It is now time to discuss whether the dimension of a space is well-defined.
Theorem 3: Steinitz exchange principle Let \(V\) be a \(K\)-vector space. Assume \(S=\{v_1,\dotsc,v_n\}\) is linearly independent and all the \(v_i\) are linear combinations of elements of \(T=\{w_1,\dotsc,w_m\}\). Then, for every \(i\), there is a \(j\) such that swapping \(v_i\) with \(w_j\) leaves \(S\) linearly independent, that is, such that \(S\smallsetminus\{v_i\}\cup\{w_j\}=\{v_1,\dotsc,v_{i-1},w_j,v_{i+1},\dotsc,v_n\}\) is still linearly independent.
Proof.
If that were not so, then, for some \(i\), the set \(\{v_1,\dotsc,v_{i-1},w_j,v_{i+1},\dotsc,v_n\}\) would be linearly dependent for any \(j\). But then all the \(w_j\) would be combinations of the \(v_j\) with \(j\neq i\), and \(v_i\), being a combination of the \(w_j\), would also be a combination of the \(v_j\) with \(j\neq i\), making \(S\) linearly independent, which is a contradiction.
With that, we can prove the following.
Theorem 4: bases, generators, linearly independent sets Assume \(V\neq\{0\}\) is a \(K\)-vector space. Then:
- If \(S\) is a finite set of generators, there exists \(T\subseteq S\) which is a basis for \(V\);
- If \(V\) is finitely generated and \(S\) is linearly independent, there exists \(T\supseteq S\) which is a basis for \(V\);
- All bases of \(V\) have the same cardinality (i.e. the same number of elements).
Proof
To prove 1, suppose \(S\) has \(n\) elements. If \(S\) is linearly independent, then it is a basis. Otherwise, take out one element so that \(S\smallsetminus\{v_i\}=\{v_1,\dotsc,v_{i-1},v_{i+1},\dotsc,v_n\}\) is still a set of generators. If this is linearly independent, we are done. Otherwise, we iterate the procedure. After \(n\) steps, we would end up with the empty set, which generates \(\{0\}\neq V\). Hence, there must exist a point where taking away an element leaves us with something that is not a system of generators. That is, there exists \(T\subseteq S\) which is a set of generators, but such that, if we take any \(v\) out of \(T\), the resulting set \(T\smallsetminus\{v\}\) is not a system of generators. This makes \(T\) a basis 1.0, proving 1.

*Provided material*.
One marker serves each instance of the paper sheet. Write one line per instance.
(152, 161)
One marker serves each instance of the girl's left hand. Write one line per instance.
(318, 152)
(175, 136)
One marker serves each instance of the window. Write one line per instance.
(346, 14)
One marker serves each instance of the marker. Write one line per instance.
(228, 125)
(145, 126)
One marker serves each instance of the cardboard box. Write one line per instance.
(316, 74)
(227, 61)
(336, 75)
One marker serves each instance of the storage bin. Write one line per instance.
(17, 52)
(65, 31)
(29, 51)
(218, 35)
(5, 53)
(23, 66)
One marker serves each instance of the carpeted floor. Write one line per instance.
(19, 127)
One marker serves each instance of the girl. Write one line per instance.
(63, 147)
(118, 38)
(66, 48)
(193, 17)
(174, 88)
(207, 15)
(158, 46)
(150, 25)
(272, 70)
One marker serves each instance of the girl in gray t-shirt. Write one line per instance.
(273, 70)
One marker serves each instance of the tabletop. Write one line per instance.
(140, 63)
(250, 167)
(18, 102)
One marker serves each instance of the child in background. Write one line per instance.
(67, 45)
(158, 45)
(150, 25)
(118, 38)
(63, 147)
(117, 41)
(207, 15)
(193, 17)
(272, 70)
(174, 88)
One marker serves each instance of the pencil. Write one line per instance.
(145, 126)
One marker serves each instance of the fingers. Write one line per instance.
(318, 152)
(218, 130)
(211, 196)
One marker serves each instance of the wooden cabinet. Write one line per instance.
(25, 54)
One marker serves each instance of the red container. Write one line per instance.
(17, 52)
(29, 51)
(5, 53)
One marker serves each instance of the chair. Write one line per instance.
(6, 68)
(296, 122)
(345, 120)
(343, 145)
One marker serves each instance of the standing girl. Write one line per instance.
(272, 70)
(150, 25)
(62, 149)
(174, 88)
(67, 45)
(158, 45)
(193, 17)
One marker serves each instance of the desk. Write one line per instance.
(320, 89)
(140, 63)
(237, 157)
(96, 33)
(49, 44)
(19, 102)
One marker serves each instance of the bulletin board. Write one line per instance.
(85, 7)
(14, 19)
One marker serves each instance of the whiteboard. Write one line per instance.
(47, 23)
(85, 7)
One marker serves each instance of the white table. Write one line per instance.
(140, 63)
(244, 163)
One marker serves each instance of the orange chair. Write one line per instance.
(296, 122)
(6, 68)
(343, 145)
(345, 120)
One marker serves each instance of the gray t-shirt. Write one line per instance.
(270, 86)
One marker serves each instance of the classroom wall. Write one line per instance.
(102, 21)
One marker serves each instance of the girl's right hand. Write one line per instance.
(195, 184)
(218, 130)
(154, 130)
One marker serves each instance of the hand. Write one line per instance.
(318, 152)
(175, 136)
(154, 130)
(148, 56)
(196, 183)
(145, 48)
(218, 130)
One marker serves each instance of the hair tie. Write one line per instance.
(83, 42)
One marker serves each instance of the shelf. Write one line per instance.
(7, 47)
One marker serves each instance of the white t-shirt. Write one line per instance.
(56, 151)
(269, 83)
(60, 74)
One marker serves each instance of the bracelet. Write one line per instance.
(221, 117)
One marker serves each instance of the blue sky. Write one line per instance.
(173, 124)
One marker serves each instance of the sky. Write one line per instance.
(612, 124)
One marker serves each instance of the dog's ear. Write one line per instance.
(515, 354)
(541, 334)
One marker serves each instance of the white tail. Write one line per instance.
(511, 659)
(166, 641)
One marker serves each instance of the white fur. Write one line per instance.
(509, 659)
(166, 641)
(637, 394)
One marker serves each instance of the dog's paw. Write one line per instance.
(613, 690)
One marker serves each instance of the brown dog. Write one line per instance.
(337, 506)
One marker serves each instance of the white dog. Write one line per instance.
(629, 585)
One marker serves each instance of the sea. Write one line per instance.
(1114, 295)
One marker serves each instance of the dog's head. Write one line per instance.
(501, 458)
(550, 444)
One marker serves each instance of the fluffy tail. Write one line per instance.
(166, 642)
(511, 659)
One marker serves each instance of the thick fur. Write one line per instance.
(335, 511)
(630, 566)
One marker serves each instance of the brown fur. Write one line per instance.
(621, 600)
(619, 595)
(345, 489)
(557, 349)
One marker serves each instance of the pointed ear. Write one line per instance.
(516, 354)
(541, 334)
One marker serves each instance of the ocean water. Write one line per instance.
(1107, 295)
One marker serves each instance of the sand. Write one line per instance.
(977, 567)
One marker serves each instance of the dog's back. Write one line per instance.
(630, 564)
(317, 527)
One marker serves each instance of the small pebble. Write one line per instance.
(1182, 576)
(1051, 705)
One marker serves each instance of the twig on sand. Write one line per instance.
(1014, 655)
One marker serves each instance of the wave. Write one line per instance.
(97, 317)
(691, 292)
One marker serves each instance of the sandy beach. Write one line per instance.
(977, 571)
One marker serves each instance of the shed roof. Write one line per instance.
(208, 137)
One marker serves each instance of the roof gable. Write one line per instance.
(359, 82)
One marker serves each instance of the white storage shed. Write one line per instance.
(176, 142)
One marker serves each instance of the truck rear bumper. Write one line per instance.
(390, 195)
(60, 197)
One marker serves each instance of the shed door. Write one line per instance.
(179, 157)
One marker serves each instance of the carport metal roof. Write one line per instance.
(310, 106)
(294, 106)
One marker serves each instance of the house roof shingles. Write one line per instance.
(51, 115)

*Tasks for this exercise*.
a: Transcribe a section of the excerpt on the dimension of vector spaces, beginning at the words "With that, we" and stopping after the words "number of elements).".
b: Restate the records word for word, starting at the line that contains "One marker serves each instance of the brown fur." and ending after the line that contains "(1107, 295)".

*Exercise solutions*.
a:
With that, we can prove the following.
Theorem 4: bases, generators, linearly independent sets Assume \(V\neq\{0\}\) is a \(K\)-vector space. Then:
- If \(S\) is a finite set of generators, there exists \(T\subseteq S\) which is a basis for \(V\);
- If \(V\) is finitely generated and \(S\) is linearly independent, there exists \(T\supseteq S\) which is a basis for \(V\);
- All bases of \(V\) have the same cardinality (i.e. the same number of elements).

b:
One marker serves each instance of the brown fur. Write one line per instance.
(621, 600)
(619, 595)
(345, 489)
(557, 349)
One marker serves each instance of the pointed ear. Write one line per instance.
(516, 354)
(541, 334)
One marker serves each instance of the ocean water. Write one line per instance.
(1107, 295)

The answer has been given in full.